EXPLORE THE MATERIAL:
1 - Restate word for word the part of the article about Edwards' autobiography that runs from "The News & Observer" to "on her illness.".
2 - Decide whether each statement below agrees with the article about Edwards' autobiography, answering yes or no and quoting the words from the article that decide it. (a) The book is to be published by Broadway Books. (b) Edwards first found the lump while campaigning in Ohio. (c) The Edwardses stopped campaigning once she suspected breast cancer.
3 - Answer these questions from the article about Edwards' autobiography.
(a) How old is Edwards?
(b) Where did a biopsy give a definite diagnosis?
(c) In what year did her son Wade die?

EXTRACTED TEXT:

Largely out of the public eye since her husband's loss to the Bush-Cheney ticket in 2004, Edwards describes in a forthcoming autobiography how she endured months of grueling treatment in early 2005. The treatment included chemotherapy, surgery and radiation with side effects, including nausea, loss of hair and nerve damage in her hand that made it difficult to write.

"The cancer seems to be gone," she writes in the book, "Saving Graces: Finding Solace and Strength From Friends and Strangers," scheduled for publication Sept. 26 by Broadway Books. The book will have an initial printing of more than 100,000 copies.

The News & Observer obtained an advance copy of uncorrected galley proofs.

Edwards, 57, has not talked publicly about her battle until this book, preferring to focus on fighting her illness and raising her two young children. She has rarely traveled with her husband during the past year as he has crisscrossed the country preparing for a likely 2008 run for the presidency.

She lives in Chapel Hill, where she and her husband are building a home.

The autobiography traces Edwards' life as the daughter of a decorated naval aviator, her law career, her family, the loss of their 16-year-old son in an automobile accident and her husband's political career. The book includes few political revelations but does cast new light on her illness.

She describes her book as "a shout from up on the tightrope."

Edwards writes that she first discovered a large lump while campaigning in Wisconsin 12 days before Election Day in 2004. But it was not until a visit home to Raleigh, a week later, that she had a chance to visit her doctor and get tests. She then told her husband that she probably had breast cancer.

She recalls talking with her husband about whether they should stop campaigning -- a move that was rejected when a doctor said a couple of days' delay in treatment would not matter.

Although the cancer was kept private until after the campaign, Edwards told Sen. John Kerry, the Democratic presidential candidate.

"John Kerry can be a great cheerleader, arm around your shoulder, flattering you and urging you on, and that is what he was that day, a sincere and compassionate cheerleader," she writes. "We won't ever forget it."

After Kerry's concession speech in Boston, the Edwardses were driven directly to the Dana-Farber Cancer Institute, where a biopsy provided a definite diagnosis. A week later, Edwards began chemotherapy in Washington.

"I don't want to misrepresent this," she writes. "My reaction was to get ready for battle, but I wasn't always strong. I wasn't even strong all that first day. I had times along this path when I wanted to say I've had enough, I can't keep dealing with the latest side effect, the latest setback, the latest scare. I'd be in great pain or just not be able to do things I'd always done, and I'd say I know I have to kill this dragon, but the killing it is killing me."

Edwards says it helped that her cancer was not the worst news she had ever received. She describes in detail her intense grief over losing her teenage son, Wade, in a 1996 automobile accident. During her daily visits to his grave in Oakwood Cemetery in Raleigh, Edwards says, she read to him books from the senior year reading list that he missed.

GIVEN RECORDS:
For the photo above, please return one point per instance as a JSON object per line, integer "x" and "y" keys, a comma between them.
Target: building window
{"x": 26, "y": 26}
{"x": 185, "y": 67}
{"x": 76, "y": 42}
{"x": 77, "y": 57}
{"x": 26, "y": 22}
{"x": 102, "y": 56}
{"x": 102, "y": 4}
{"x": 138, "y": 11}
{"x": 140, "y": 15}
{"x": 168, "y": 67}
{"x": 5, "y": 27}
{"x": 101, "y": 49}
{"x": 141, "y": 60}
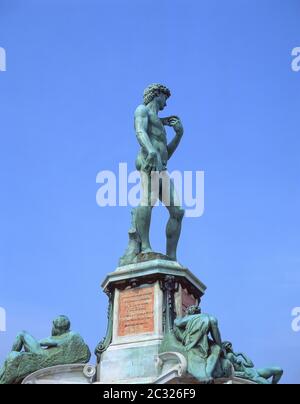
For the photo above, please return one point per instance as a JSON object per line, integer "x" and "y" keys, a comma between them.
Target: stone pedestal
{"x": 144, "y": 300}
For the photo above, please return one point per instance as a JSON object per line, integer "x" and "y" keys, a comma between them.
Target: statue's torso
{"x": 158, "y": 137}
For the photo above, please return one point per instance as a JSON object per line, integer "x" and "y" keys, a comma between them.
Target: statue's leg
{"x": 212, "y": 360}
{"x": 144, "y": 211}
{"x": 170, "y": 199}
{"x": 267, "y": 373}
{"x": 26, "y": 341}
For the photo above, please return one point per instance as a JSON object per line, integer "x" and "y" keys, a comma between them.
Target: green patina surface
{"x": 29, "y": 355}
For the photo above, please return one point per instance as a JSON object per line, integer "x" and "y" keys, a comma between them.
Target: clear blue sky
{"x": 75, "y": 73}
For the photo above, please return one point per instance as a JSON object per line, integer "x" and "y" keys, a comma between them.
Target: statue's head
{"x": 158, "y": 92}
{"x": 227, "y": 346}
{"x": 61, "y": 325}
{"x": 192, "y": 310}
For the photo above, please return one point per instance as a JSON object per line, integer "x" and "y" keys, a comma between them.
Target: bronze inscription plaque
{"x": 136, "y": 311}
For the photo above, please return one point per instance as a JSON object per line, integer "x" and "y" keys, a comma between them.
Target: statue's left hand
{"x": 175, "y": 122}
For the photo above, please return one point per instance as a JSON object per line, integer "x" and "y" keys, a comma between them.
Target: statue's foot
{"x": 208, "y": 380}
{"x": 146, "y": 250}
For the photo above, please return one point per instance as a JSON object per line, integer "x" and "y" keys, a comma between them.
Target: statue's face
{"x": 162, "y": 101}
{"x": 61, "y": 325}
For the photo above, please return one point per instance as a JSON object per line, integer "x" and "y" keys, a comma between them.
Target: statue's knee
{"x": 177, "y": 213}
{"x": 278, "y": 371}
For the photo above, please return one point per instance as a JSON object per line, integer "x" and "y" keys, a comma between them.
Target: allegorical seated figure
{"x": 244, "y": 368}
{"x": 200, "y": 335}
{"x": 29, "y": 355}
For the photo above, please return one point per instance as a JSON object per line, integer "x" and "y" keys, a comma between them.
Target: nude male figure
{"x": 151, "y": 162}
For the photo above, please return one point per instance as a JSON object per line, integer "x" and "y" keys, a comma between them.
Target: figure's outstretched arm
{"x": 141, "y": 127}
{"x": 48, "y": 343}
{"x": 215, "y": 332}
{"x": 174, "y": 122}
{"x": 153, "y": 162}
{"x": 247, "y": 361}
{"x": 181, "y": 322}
==
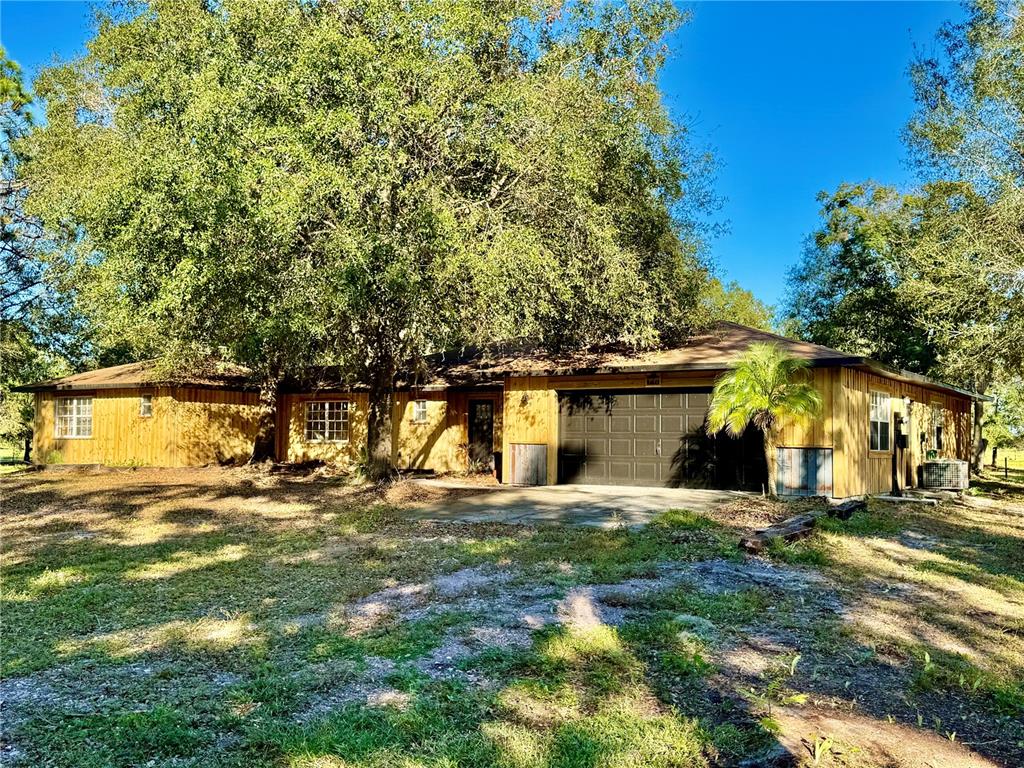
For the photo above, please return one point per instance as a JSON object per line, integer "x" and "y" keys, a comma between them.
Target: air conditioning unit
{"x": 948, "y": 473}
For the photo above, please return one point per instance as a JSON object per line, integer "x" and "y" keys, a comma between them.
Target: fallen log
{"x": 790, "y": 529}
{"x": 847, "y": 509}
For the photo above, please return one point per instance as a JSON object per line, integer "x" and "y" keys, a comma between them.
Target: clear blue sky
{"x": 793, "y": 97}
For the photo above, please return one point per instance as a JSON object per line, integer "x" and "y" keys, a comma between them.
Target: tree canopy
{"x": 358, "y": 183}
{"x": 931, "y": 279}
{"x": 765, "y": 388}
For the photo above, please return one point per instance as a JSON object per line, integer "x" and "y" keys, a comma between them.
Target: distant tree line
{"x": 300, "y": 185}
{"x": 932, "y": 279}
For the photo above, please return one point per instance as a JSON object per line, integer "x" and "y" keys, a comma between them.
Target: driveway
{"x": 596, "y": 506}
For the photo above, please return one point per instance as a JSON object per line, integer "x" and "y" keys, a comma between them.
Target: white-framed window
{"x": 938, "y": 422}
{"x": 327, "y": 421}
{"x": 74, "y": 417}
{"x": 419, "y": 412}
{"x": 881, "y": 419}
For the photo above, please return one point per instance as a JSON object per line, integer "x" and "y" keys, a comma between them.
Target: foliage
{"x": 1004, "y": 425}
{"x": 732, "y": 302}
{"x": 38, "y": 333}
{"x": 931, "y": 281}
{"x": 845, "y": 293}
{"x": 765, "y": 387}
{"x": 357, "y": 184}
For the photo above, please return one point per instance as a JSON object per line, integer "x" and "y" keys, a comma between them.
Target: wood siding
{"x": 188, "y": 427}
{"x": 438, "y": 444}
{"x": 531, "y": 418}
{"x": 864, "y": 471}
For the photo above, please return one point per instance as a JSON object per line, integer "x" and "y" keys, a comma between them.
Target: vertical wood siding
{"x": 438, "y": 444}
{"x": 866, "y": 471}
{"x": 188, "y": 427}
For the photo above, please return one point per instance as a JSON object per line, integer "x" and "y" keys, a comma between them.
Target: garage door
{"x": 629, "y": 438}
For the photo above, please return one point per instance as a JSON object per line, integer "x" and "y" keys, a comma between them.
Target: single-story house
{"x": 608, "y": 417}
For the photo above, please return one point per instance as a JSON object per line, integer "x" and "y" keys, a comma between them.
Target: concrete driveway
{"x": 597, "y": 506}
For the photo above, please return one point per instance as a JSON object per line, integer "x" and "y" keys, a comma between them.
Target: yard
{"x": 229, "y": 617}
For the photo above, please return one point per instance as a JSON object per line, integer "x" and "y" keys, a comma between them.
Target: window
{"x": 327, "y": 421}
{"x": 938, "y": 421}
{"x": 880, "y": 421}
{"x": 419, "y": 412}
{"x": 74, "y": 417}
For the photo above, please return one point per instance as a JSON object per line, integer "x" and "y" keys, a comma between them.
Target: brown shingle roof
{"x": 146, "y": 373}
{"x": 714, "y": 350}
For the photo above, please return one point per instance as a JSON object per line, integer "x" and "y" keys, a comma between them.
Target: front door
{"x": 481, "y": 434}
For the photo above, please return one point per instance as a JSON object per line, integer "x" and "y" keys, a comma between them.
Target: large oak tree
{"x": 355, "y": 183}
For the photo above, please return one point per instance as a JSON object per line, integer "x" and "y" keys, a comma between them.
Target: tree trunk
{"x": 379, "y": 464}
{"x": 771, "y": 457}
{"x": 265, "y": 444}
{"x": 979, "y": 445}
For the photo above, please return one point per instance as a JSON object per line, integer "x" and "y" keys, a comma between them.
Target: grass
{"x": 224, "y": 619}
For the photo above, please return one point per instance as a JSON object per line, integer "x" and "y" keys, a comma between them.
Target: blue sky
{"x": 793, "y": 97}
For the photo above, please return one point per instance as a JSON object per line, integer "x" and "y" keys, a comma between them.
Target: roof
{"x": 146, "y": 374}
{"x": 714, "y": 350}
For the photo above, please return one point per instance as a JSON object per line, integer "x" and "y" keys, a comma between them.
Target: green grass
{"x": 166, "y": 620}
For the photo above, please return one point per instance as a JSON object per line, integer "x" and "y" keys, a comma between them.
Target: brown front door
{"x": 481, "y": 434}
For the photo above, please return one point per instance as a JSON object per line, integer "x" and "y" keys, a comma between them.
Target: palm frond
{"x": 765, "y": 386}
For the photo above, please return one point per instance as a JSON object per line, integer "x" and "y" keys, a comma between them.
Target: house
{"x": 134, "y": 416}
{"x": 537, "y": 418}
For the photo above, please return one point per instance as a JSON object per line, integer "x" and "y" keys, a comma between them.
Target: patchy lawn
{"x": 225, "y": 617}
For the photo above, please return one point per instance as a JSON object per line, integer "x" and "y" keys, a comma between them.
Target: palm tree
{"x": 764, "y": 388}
...
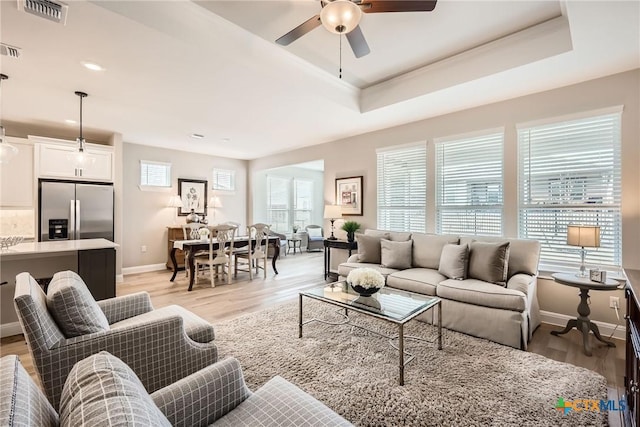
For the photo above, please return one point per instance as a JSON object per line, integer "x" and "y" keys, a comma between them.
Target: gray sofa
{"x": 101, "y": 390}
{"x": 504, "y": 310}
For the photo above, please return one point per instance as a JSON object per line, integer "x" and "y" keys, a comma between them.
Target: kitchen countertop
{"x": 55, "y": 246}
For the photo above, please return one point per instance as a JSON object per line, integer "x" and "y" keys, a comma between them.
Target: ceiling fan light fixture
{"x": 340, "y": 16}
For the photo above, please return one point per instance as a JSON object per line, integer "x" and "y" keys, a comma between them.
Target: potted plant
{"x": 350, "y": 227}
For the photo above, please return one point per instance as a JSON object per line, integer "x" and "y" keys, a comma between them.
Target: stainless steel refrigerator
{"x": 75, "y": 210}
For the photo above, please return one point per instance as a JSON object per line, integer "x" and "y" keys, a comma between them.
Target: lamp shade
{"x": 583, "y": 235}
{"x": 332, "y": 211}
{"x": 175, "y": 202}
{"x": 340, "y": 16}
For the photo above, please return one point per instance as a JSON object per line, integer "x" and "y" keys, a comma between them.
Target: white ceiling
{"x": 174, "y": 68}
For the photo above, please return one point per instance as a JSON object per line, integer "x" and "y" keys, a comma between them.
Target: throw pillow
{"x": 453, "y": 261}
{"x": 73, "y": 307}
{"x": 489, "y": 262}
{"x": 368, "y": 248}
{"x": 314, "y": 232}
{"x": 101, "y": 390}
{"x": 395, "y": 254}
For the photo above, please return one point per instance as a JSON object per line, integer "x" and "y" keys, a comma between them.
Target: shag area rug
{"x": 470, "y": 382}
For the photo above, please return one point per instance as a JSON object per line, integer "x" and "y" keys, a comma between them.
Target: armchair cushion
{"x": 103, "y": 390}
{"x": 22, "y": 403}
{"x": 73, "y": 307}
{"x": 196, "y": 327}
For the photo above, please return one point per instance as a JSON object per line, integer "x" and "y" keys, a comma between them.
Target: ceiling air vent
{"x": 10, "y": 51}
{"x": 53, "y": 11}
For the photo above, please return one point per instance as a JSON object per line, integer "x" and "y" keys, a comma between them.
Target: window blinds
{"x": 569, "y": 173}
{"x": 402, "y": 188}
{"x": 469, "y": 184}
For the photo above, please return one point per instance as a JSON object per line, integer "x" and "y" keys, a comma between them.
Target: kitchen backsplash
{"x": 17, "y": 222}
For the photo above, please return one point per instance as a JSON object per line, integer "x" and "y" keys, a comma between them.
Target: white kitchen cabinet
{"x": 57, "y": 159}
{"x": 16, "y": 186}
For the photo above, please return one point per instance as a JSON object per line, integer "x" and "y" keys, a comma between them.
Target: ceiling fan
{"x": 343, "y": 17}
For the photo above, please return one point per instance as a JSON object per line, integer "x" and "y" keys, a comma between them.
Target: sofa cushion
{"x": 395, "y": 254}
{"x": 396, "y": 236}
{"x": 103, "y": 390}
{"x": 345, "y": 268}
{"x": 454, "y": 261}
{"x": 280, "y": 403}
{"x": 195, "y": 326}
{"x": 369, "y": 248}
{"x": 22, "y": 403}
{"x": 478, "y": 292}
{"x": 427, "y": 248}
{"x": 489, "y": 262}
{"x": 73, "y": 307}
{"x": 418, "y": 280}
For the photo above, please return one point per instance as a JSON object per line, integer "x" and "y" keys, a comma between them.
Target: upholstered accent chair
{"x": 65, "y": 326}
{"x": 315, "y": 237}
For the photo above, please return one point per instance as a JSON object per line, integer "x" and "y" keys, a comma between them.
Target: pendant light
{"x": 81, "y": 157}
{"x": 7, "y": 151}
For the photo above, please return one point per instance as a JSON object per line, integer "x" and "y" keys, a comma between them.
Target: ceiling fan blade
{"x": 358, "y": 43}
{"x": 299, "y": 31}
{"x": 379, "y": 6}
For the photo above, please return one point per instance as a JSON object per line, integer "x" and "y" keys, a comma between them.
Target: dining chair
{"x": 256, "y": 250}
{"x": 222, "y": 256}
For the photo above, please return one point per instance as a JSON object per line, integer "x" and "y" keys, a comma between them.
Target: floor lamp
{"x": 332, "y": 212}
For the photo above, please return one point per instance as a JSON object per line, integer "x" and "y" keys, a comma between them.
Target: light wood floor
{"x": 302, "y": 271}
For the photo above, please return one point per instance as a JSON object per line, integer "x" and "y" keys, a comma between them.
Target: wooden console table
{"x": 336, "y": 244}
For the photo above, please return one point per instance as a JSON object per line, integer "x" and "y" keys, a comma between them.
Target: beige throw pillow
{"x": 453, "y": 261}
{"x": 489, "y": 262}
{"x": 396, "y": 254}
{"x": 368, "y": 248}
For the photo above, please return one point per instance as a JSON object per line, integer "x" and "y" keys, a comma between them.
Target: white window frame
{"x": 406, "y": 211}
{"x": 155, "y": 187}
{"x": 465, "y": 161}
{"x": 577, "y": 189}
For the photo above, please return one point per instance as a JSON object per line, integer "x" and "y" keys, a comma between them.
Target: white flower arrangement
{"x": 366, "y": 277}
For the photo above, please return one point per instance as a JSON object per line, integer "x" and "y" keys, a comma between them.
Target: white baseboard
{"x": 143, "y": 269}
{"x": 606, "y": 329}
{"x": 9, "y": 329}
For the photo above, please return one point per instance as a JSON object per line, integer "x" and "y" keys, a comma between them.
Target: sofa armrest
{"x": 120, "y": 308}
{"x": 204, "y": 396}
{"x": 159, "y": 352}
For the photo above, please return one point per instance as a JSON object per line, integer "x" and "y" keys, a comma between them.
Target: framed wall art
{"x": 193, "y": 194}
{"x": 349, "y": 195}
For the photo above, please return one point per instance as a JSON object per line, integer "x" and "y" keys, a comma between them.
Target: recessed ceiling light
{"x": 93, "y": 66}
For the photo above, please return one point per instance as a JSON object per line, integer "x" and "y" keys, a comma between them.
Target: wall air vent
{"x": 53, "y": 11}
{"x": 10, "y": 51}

EXPECTED RESULTS:
1 -
The News & Observer obtained an advance copy of uncorrected galley proofs.

Edwards, 57, has not talked publicly about her battle until this book, preferring to focus on fighting her illness and raising her two young children. She has rarely traveled with her husband during the past year as he has crisscrossed the country preparing for a likely 2008 run for the presidency.

She lives in Chapel Hill, where she and her husband are building a home.

The autobiography traces Edwards' life as the daughter of a decorated naval aviator, her law career, her family, the loss of their 16-year-old son in an automobile accident and her husband's political career. The book includes few political revelations but does cast new light on her illness.

2 -
(a) Yes: "scheduled for publication Sept. 26 by Broadway Books"
(b) No: "she first discovered a large lump while campaigning in Wisconsin 12 days before Election Day in 2004"
(c) No: "a move that was rejected when a doctor said a couple of days' delay in treatment would not matter"

3 -
(a) 57
(b) The Dana-Farber Cancer Institute
(c) 1996